_RECORDS FOR THE TASK_.

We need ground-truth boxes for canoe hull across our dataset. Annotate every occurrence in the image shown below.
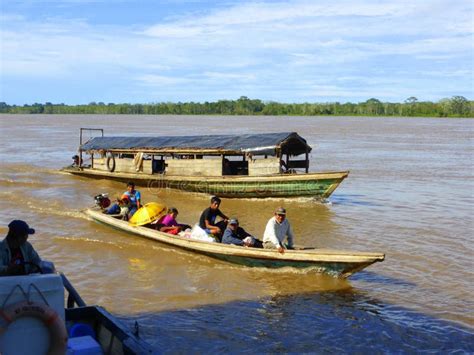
[62,168,349,199]
[86,209,385,278]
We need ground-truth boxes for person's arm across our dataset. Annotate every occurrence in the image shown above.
[286,220,295,249]
[222,229,244,246]
[135,191,142,208]
[237,227,252,239]
[23,242,41,265]
[217,210,229,221]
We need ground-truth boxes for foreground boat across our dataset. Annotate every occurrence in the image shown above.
[0,267,153,355]
[85,209,385,278]
[62,128,349,199]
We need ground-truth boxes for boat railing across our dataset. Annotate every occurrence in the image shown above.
[59,272,87,308]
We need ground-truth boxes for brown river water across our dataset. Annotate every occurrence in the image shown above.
[0,115,474,353]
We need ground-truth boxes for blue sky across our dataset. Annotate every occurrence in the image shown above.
[0,0,474,105]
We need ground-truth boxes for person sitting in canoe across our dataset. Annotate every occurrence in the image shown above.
[105,194,131,221]
[199,196,229,240]
[0,220,41,276]
[123,181,142,217]
[222,217,263,248]
[152,207,191,235]
[263,207,294,254]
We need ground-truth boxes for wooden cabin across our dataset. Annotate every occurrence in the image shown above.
[79,128,311,177]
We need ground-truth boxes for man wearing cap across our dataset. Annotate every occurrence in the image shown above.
[222,217,262,248]
[199,196,229,240]
[0,220,41,276]
[263,207,294,254]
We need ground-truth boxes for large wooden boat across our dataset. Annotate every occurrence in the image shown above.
[85,209,385,278]
[62,128,349,199]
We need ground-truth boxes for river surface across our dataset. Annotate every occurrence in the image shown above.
[0,115,474,353]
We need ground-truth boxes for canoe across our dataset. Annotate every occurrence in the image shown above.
[85,209,385,278]
[0,272,153,354]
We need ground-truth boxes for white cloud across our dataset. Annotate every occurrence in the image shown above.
[0,0,473,101]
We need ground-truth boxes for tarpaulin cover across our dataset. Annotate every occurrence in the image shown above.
[80,132,311,155]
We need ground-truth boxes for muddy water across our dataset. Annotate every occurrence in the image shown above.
[0,115,474,352]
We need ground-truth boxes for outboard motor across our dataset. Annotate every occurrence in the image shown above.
[94,194,110,209]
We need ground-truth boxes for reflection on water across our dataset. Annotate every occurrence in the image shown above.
[0,115,474,353]
[123,289,474,354]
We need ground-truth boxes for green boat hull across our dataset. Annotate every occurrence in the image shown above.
[62,168,349,199]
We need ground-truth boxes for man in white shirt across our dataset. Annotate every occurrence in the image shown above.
[263,207,294,254]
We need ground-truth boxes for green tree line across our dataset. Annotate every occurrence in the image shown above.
[0,96,474,117]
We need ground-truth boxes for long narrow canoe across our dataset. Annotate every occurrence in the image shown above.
[86,209,385,278]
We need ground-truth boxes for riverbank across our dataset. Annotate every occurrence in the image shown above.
[0,96,474,118]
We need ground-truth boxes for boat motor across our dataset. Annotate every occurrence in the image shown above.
[94,194,110,209]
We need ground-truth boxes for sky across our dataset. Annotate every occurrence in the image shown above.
[0,0,474,105]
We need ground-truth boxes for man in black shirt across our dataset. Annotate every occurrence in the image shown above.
[199,196,229,239]
[0,220,41,276]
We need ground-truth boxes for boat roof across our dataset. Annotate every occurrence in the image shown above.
[79,132,311,155]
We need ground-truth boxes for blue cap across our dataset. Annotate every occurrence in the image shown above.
[8,219,35,234]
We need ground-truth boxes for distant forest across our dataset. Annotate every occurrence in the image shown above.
[0,96,474,117]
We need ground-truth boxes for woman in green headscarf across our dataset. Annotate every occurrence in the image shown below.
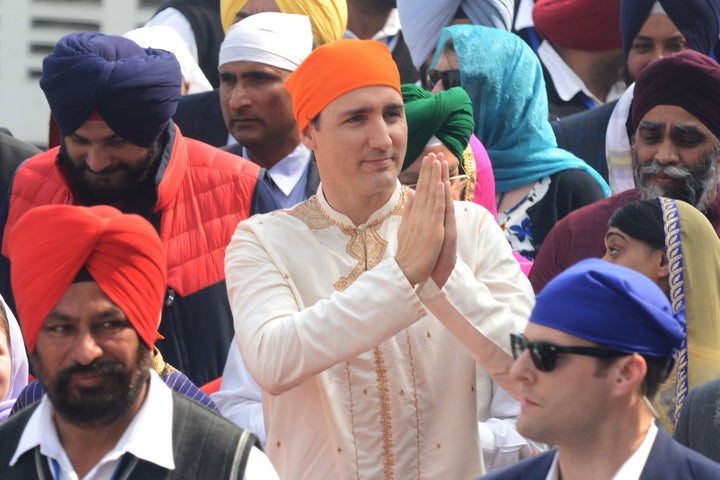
[603,197,720,432]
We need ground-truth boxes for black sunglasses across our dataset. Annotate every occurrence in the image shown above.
[510,333,630,372]
[425,69,460,90]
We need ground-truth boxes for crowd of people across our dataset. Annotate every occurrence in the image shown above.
[0,0,720,480]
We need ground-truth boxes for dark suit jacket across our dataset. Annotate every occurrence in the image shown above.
[0,127,40,202]
[482,428,720,480]
[223,143,320,202]
[173,89,228,147]
[551,101,617,180]
[675,379,720,462]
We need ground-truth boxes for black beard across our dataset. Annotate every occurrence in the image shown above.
[58,142,162,206]
[32,343,152,428]
[632,144,720,212]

_GOAL_. Reproduce the listing above with every "ground-truth boxes" changed to "reference boxes" and everything else left as it is. Leave out the pictures.

_RESPONSE TO THIS TASK_.
We need reference boxes for canoe hull across our dataset. Annotate every occurrence in the image shown below.
[62,168,349,199]
[86,209,385,278]
We need reference boxes for person's arm across our dataset. Annotate every occurrence in the image shown above.
[286,220,295,249]
[222,229,244,246]
[135,191,142,208]
[237,227,252,239]
[23,242,41,265]
[217,210,229,221]
We need reference boxes for foreground boat across our dataset. Annotate every occurrence in the image shown above.
[0,267,153,355]
[85,209,385,278]
[62,128,349,199]
We need reference boxes for boat railing across our dataset. Annotate every occurrence in the image shown above.
[59,272,87,308]
We need reference boxes for brown river water across our dataset. Annotate every occurrence in the image shown above.
[0,115,474,353]
We need reference boxes for blue sky across our dataset. Annotate every occurrence in the image shown above.
[0,0,474,105]
We need reference boxes for person sitting in canoe across our dataset. Annotate every occurrence in the image shown above.
[105,194,131,221]
[199,196,229,240]
[0,220,41,276]
[123,181,142,217]
[222,217,263,248]
[152,207,191,235]
[263,207,294,254]
We need reference boxes for wooden cabin across our dataset. Annotate every occurrence in the image shown above.
[79,128,311,177]
We need reference boxes for man wearing cap across our dataset. Annotate every occurrence in the image shown above.
[222,217,262,248]
[199,196,229,240]
[0,220,41,276]
[263,207,294,254]
We need reference boxes for large wooden boat across our dataset. Annotate every occurrence in the image shown above.
[85,209,385,278]
[62,128,349,199]
We need reference boxes for river surface across our dataset. Annotate every occurrence in the image shown above.
[0,115,474,353]
We need reference boxes for canoe across our dataset. Annotate every occurrence in the image shown above.
[85,209,385,278]
[0,272,153,354]
We need reference boxes for white cloud across our dataset. Annotate every occurrence in the image shown above.
[0,0,473,101]
We need reference boxes for tarpaulin cover across our dataset. Annotate every occurrence in the image shown above.
[80,132,311,155]
We need reference boxes for muddy water across our dataset. Annotate every occurrence in the image shown above.
[0,115,474,352]
We need reference boxes for outboard motor across our dataset. Annotate every occurrence in the image shown above.
[94,194,110,209]
We need reference boxes for reflection on water across our dataset. Annotate every occurrence in the image shown above.
[0,115,474,353]
[123,289,474,354]
We need reference boxes for green boat hull across our dataset. Annotate every occurrence in the image shown above.
[62,168,349,199]
We need reference boxes for man in white shirt across our dataset. Annotate every occurrence in the image shown above.
[263,207,294,254]
We need reference boxes for green tree line across our dataset. Annotate every occurrence in the image shown above.
[0,96,474,117]
We need reference boxes for long narrow canoe across our dataset. Annotate every occurrence in the image shown above.
[86,209,385,278]
We need reference boxes for riverbank across our dataset. Annotate every occurrence in the image shown above.
[0,96,474,118]
We need reference boxes for boat motor across our dataset. Annotate every occurrence in the image shown above.
[94,194,110,209]
We need reference boxes for sky across our dataset. Annotate every occurrence in the image shown above.
[0,0,474,105]
We need reference boxes for man in black shirt across our dataset. Annotate every occurrence in the image shown above.
[199,196,229,239]
[0,220,41,276]
We need reference boxes for boat roof across our dataset. Annotate every occurrence in the image shown above.
[79,132,311,155]
We need reference boxes for blue cap across our dataset. Annotate every occurrence in the image shown above.
[8,219,35,234]
We need reference boxes for distant forest across our dataset. Annotate every occurrence in the image shown above.
[0,96,474,117]
We need reference boxes for woman in green headscarf across our dataset. Annotate every occurrence in the image shown below.
[603,197,720,432]
We need reference boxes for black sunglasses across our dataset. Annotate every occurrence in the image shown above.
[510,333,630,372]
[425,69,460,90]
We need reference boxes for crowd of people across our dataset. Annotate every occurrence in the image shown above.
[0,0,720,480]
We need reference boxes for dark suit jacket across our dataset. Annotate every occurrence in the image shown above.
[0,127,40,202]
[482,428,720,480]
[223,143,320,202]
[173,89,228,147]
[551,101,617,180]
[675,379,720,462]
We need reference boxes for black beard across our dataset. Annotate every occurrence in the image shown above.
[58,142,162,206]
[32,343,152,428]
[632,144,720,212]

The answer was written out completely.